(What to produce): Without any of their pictures, return all of the records exactly.

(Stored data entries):
++++++++
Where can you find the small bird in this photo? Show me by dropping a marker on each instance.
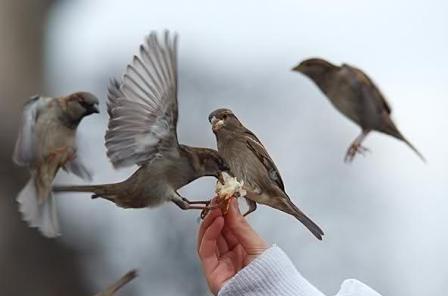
(112, 289)
(46, 143)
(143, 114)
(355, 95)
(250, 162)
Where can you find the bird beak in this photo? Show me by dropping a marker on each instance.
(93, 109)
(298, 68)
(216, 123)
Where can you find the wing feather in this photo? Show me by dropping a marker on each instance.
(368, 87)
(143, 106)
(25, 151)
(255, 145)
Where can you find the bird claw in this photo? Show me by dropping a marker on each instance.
(353, 150)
++++++++
(Written solution):
Where can you find the small bird in this photo? Show me by dropping a marker on each instance.
(112, 289)
(46, 143)
(143, 114)
(355, 95)
(250, 162)
Where can you find the bird beak in this photo? Show me by dropping a marker on each instance.
(93, 109)
(298, 68)
(216, 123)
Where can you find the wing feather in this photo? Show me by dropping a marker on each instance.
(368, 87)
(143, 106)
(25, 151)
(255, 145)
Where can you find the bird claw in this photo? Show me by dropping a marker on each instance.
(353, 150)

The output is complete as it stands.